I can barely remember what it was I was thinking in July.
I can barely remember what it was I was thinking fifteen minutes ago.
I don’t know what I thought I would have to say about our pinky swear, but I do remember this:
In that moment I was 100% pinky swearing with God.
My students sometimes ask me what I believe God is. They assume I believe in God because I’m a rabbi, which is a reasonable but not actually reliable assumption. I say the best words I’ve found to describe what it is I believe in, what I believe is God, and I mean them, but they are always missing some essential sparkle that I can’t quite put into language. And we talk about it - these big ideas we collectively call God even though each of us means something a little different. We talk about the seemingly limitless list of names Judaism has for God and that this is partly why.
This student of mine? She never asked me.
I did ask her, and she shrugged.
“I do believe in God . . . I think,” she said. “But what God is?” she shrugged again. “I have no idea.”

(Actions to take)
1. Translate this sentence from the passage on belief in God into Spanish: "I did ask her, and she shrugged."
2. From the passage on belief in God, extract the stretch from "I can barely remember what it was I was thinking fifteen" through "never asked me." word for word.

(Data supplied)
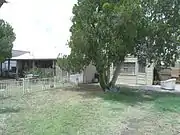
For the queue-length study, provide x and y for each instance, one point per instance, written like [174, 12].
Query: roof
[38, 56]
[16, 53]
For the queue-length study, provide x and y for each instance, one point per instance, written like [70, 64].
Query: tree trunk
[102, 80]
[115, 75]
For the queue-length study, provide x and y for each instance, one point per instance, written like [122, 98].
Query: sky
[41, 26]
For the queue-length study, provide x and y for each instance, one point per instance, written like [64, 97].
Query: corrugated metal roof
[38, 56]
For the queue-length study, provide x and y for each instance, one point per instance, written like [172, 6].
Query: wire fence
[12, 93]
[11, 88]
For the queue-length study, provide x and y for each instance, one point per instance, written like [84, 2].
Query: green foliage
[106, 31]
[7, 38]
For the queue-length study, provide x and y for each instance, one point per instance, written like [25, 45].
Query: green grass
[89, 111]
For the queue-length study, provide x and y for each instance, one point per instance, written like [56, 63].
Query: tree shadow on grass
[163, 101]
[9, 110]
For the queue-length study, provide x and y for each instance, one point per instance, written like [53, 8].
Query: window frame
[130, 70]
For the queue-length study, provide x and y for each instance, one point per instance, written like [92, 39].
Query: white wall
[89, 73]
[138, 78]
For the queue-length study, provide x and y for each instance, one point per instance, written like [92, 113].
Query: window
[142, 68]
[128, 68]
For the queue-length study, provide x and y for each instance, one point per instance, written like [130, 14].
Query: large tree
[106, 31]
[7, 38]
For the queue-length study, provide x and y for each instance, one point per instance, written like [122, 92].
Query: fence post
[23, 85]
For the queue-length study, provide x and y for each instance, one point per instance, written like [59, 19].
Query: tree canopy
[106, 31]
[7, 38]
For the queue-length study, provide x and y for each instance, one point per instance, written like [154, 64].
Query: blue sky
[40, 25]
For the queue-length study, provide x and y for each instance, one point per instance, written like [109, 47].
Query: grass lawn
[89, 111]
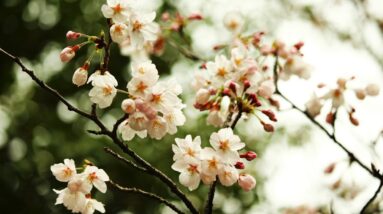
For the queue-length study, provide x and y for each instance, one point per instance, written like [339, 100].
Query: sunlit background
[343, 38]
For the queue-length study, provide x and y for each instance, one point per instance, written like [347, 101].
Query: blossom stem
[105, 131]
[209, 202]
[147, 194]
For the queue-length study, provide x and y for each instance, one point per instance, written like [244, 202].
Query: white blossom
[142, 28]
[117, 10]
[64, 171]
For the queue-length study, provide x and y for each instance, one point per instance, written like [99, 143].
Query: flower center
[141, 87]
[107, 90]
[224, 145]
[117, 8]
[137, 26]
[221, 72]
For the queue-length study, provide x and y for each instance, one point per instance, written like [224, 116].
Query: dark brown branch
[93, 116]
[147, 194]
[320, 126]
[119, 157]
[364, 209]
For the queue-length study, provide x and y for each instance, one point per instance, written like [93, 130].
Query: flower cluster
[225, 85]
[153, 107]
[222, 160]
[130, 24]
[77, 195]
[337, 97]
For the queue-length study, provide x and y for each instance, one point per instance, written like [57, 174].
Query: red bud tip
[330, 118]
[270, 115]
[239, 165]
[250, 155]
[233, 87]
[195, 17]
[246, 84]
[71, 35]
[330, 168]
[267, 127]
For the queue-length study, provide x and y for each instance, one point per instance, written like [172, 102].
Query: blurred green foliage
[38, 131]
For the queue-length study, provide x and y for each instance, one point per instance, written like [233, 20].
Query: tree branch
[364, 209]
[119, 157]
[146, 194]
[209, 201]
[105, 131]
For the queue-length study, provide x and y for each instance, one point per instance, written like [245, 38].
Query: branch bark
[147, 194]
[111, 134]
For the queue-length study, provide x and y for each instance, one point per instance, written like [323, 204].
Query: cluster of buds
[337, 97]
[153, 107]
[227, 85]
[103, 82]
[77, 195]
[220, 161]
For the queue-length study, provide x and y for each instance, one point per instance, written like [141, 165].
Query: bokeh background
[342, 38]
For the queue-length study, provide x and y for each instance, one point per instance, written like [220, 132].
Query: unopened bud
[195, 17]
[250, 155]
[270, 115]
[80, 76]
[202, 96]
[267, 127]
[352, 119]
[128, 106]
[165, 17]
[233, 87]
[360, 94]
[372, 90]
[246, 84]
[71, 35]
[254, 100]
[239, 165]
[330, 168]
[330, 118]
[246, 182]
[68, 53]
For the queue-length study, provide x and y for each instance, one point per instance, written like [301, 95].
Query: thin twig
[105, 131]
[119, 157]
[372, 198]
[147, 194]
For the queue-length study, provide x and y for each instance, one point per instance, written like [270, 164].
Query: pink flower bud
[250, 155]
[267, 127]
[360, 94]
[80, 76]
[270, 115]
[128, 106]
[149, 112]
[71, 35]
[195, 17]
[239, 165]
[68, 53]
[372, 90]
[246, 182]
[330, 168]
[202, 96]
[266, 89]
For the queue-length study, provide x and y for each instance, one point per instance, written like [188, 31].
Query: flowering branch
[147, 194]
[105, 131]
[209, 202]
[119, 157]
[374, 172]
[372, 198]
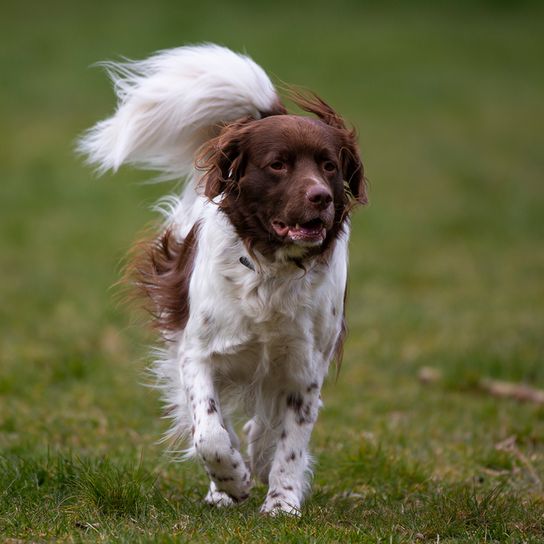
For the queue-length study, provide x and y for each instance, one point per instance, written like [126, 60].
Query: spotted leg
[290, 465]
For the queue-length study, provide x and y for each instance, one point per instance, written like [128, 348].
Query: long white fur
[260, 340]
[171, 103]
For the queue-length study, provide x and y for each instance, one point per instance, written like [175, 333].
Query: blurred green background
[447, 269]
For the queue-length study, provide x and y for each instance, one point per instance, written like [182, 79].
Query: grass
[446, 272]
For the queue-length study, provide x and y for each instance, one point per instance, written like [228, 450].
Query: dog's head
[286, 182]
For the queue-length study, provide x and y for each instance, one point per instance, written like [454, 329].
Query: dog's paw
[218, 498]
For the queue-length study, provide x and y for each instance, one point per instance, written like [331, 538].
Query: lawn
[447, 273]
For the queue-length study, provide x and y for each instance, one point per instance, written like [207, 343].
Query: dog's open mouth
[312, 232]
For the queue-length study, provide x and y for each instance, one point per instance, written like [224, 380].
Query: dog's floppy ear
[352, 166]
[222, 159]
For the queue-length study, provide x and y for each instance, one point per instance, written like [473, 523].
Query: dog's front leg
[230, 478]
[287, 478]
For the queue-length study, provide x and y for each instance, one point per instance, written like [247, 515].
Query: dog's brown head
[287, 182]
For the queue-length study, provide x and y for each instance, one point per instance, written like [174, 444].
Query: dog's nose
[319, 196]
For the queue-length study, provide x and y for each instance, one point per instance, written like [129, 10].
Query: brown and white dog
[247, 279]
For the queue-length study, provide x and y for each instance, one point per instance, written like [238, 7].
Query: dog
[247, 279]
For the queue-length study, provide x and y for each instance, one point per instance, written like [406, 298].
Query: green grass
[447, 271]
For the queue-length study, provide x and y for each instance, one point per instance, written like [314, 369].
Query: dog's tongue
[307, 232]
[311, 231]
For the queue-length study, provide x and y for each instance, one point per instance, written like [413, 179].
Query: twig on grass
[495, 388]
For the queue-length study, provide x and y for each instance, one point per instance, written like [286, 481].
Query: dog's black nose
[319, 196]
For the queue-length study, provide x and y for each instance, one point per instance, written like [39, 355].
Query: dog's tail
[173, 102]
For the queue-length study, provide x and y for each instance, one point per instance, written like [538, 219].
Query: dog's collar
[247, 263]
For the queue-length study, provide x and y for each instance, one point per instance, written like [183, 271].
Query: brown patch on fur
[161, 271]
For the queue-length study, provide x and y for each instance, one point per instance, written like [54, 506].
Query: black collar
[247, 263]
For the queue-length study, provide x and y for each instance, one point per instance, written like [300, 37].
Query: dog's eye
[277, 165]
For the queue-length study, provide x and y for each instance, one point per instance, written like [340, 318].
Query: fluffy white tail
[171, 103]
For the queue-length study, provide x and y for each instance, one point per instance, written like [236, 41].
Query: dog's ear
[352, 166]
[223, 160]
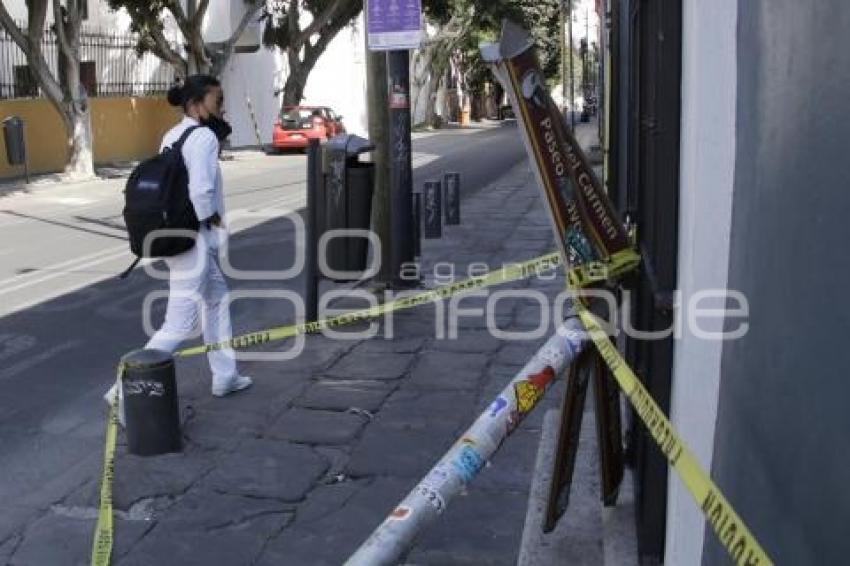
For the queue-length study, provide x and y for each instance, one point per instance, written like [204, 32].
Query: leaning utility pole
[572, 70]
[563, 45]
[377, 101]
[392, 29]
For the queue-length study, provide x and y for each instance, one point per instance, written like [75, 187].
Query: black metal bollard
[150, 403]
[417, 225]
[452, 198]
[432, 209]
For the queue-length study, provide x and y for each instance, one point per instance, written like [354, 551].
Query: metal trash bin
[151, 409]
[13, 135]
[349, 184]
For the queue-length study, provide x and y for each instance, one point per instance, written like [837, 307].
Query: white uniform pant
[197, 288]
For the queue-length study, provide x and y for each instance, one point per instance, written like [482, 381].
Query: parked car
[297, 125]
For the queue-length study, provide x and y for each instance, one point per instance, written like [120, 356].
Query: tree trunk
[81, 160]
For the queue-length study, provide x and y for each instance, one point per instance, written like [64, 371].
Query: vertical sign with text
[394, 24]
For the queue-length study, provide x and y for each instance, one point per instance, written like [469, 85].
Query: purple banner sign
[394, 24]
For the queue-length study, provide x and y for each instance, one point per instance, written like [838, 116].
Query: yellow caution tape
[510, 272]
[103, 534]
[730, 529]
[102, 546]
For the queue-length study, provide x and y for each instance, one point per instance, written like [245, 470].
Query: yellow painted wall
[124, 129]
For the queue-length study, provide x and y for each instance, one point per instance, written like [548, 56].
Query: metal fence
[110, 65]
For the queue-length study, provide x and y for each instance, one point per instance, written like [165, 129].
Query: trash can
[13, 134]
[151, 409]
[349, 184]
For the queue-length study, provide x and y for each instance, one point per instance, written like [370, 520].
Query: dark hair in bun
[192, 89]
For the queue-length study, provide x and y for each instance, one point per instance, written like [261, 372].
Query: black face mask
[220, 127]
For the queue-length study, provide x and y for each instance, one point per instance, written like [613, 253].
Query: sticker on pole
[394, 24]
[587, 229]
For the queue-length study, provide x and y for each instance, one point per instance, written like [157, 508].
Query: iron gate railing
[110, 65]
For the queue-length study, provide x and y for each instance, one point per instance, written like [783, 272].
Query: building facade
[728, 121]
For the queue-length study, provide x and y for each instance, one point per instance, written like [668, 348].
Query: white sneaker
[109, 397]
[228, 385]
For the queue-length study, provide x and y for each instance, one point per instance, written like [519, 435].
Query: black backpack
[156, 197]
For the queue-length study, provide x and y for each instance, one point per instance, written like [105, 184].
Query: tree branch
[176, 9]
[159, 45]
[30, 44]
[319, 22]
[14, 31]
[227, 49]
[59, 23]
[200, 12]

(Expected results)
1. Yo sí le pregunté, y ella se encogió de hombros.

2.
I can barely remember what it was I was thinking fifteen minutes ago.
I don’t know what I thought I would have to say about our pinky swear, but I do remember this:
In that moment I was 100% pinky swearing with God.
My students sometimes ask me what I believe God is. They assume I believe in God because I’m a rabbi, which is a reasonable but not actually reliable assumption. I say the best words I’ve found to describe what it is I believe in, what I believe is God, and I mean them, but they are always missing some essential sparkle that I can’t quite put into language. And we talk about it - these big ideas we collectively call God even though each of us means something a little different. We talk about the seemingly limitless list of names Judaism has for God and that this is partly why.
This student of mine? She never asked me.